- Extract

Habitat Unit

URBAN TALK
June 7, 2018 | 6.00 pm | Floating University Berlin, Lilienthalstraße, 10965 Berlin-Kreuzberg

Die Nachwachsende Stadt – Governing Transformation

Architects and planners are increasingly confronted with new challenges: Fossil energy resources as well as non-renewable materials are on the decline, the effects of climate change and pollution threaten our living conditions and environment and lead to migratory movements and conflicts worldwide. Global urbanization and construction processes are among the largest greenhouse gas producers. At the same time, our increasingly urbanized societies offer a chance for a radical rethinking of these processes. Only if we succeed in making the global urban transformation sustainable and socially inclusive, we can secure our planetary survival.

Governing Transformation
Securing the Great Transformation towards sustainability requires a multitude of adaptions in infrastructures, production processes, lifestyles and the way our cities are governed and managed. A big issue is overcoming short-term thinking when designing new kinds of interaction and processes between governments and their administrative units, society, science, and the economy. How can more inclusive and right-based approaches to urban policy, as well as development-oriented and actor-driven planning be designed?
A better and more critical understanding of the politics of these governance challenges in a global context is required in order to enable the great urban transformation towards more sustainability.

Pointing records for named objects
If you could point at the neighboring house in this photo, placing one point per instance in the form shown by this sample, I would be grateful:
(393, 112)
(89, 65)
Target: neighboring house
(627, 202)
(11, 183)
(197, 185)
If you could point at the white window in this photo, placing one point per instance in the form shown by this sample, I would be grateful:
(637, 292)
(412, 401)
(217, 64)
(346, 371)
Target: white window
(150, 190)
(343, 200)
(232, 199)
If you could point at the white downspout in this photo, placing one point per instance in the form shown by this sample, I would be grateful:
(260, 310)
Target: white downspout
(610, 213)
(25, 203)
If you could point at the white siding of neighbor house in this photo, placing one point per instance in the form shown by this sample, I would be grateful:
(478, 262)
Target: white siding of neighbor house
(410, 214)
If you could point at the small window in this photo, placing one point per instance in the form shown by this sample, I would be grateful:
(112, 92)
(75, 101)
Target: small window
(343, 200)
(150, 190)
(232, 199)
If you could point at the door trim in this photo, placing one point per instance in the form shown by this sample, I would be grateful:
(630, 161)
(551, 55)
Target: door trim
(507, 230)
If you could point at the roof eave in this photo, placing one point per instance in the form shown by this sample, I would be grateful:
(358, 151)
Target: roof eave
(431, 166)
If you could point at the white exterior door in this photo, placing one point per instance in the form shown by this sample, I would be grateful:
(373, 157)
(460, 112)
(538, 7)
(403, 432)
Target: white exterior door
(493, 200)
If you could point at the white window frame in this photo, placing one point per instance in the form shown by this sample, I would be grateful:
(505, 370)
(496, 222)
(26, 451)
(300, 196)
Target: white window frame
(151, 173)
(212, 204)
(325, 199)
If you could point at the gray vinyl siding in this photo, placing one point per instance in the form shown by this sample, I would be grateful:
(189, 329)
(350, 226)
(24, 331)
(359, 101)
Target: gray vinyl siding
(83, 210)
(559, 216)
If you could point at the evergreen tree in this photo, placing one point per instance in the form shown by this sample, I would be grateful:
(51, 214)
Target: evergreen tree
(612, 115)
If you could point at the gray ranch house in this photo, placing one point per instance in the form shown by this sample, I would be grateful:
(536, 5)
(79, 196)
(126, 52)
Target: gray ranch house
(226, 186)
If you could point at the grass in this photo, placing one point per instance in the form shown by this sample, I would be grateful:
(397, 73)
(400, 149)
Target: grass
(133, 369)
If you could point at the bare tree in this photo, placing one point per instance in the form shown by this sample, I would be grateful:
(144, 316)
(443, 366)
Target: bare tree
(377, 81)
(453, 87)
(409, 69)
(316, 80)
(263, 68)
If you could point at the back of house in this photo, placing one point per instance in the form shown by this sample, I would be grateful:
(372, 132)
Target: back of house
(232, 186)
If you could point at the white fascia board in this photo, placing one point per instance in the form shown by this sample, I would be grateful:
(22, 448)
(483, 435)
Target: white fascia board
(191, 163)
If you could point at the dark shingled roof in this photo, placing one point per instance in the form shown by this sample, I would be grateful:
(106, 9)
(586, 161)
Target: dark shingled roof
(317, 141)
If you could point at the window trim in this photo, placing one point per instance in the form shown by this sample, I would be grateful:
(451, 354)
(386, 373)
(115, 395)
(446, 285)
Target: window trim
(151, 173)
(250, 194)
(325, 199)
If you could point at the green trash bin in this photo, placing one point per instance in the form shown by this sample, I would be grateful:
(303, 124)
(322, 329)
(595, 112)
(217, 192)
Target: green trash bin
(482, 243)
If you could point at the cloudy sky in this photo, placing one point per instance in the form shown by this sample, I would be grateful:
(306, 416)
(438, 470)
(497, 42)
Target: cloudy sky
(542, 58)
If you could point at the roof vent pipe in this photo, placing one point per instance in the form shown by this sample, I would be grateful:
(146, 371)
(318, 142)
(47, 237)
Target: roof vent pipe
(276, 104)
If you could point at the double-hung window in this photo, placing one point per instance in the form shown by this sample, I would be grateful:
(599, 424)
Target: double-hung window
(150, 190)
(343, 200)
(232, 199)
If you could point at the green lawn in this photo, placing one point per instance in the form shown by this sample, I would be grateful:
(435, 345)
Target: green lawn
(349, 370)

==

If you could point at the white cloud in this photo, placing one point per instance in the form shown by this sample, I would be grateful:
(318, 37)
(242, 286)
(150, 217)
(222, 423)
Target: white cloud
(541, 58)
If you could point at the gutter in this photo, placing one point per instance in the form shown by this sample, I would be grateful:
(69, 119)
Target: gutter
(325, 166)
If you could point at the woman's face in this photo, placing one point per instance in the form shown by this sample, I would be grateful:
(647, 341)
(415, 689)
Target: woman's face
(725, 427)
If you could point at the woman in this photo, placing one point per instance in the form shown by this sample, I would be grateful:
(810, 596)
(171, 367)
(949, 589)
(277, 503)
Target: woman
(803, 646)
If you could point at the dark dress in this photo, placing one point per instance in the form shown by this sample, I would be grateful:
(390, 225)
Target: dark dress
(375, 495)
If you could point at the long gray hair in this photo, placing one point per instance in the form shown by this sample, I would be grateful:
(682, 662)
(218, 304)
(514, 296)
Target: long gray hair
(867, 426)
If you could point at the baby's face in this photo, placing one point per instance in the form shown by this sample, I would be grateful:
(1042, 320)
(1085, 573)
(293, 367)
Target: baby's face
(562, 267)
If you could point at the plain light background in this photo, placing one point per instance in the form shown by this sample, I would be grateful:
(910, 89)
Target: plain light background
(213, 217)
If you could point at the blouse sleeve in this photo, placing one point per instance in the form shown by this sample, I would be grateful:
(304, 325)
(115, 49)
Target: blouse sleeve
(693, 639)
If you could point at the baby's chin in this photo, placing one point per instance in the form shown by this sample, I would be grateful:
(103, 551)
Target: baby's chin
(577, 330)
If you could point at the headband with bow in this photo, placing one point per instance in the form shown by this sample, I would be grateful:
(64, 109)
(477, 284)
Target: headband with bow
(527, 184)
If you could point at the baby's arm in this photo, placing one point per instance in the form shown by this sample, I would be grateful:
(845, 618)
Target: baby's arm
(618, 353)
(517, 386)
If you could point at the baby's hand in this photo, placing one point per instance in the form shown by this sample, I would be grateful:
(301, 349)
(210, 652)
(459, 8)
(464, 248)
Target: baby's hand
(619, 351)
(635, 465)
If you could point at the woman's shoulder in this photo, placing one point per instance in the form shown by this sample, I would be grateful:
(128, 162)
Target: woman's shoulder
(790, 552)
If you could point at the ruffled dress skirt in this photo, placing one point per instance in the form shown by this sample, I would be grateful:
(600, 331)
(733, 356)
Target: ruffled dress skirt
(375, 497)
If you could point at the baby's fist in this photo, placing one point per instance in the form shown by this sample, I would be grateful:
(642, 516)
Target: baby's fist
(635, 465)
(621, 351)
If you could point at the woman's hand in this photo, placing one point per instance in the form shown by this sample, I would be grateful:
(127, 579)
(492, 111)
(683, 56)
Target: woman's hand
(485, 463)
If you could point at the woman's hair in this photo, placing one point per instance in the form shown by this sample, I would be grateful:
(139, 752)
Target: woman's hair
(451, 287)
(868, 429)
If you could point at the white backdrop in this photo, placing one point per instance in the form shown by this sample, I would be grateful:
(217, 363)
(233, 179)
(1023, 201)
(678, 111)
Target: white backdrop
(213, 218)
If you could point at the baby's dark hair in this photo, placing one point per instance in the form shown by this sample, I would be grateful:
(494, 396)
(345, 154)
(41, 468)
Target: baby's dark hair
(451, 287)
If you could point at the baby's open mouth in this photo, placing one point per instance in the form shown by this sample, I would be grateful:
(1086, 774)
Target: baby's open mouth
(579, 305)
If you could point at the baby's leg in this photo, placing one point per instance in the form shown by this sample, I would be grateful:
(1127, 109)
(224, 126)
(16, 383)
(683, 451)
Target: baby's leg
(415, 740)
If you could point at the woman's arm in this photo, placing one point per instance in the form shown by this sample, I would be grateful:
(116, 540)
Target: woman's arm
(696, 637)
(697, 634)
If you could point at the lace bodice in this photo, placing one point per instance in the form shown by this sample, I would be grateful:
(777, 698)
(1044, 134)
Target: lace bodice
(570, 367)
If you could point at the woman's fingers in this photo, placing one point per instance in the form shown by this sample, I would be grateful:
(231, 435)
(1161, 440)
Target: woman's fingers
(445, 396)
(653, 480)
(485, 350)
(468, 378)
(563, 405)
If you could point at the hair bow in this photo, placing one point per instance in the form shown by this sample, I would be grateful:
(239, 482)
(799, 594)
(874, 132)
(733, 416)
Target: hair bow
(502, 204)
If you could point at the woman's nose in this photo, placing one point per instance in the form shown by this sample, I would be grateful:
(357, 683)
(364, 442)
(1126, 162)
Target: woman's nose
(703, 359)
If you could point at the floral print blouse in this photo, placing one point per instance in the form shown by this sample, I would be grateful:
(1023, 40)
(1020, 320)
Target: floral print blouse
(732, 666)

...

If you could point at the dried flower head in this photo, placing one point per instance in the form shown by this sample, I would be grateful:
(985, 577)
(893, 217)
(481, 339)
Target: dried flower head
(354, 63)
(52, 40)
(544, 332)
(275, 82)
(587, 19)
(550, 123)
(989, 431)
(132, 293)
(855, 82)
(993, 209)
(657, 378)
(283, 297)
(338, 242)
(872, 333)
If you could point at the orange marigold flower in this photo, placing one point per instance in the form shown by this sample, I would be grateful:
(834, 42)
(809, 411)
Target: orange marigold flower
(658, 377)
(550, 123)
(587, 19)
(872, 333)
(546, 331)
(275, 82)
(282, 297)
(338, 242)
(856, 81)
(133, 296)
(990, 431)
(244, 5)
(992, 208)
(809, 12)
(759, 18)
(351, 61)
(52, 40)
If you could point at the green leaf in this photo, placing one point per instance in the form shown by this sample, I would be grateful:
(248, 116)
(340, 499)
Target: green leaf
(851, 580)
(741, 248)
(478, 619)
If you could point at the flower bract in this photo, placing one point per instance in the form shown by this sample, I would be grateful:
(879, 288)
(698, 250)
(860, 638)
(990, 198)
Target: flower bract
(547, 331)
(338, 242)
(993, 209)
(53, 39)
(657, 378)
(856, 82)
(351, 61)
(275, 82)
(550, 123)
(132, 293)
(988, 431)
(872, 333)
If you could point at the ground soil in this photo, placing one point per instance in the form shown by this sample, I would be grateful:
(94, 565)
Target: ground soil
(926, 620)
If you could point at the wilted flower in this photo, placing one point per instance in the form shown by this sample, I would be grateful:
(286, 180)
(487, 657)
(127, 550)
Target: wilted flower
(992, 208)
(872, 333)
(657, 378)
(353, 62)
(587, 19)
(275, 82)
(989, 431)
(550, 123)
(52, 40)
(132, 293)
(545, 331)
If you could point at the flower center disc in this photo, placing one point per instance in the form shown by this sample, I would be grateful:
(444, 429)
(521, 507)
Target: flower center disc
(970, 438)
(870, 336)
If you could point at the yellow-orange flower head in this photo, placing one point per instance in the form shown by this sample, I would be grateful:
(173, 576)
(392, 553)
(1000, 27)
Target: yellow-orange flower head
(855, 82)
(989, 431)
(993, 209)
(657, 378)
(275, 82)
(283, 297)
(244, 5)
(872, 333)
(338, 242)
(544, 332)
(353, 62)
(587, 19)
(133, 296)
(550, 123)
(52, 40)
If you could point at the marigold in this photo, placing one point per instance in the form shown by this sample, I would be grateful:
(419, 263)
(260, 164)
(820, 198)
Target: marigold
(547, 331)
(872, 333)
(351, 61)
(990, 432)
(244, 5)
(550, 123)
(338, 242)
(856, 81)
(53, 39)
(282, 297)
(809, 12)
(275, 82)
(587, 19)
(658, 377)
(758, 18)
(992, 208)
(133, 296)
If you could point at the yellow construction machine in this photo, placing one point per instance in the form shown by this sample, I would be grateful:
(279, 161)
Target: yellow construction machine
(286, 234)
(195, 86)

- What is asked
Print the passage of the urban talk announcement from "Architects and planners" to "our planetary survival.", reproducing it word for word.

- Task solution
Architects and planners are increasingly confronted with new challenges: Fossil energy resources as well as non-renewable materials are on the decline, the effects of climate change and pollution threaten our living conditions and environment and lead to migratory movements and conflicts worldwide. Global urbanization and construction processes are among the largest greenhouse gas producers. At the same time, our increasingly urbanized societies offer a chance for a radical rethinking of these processes. Only if we succeed in making the global urban transformation sustainable and socially inclusive, we can secure our planetary survival.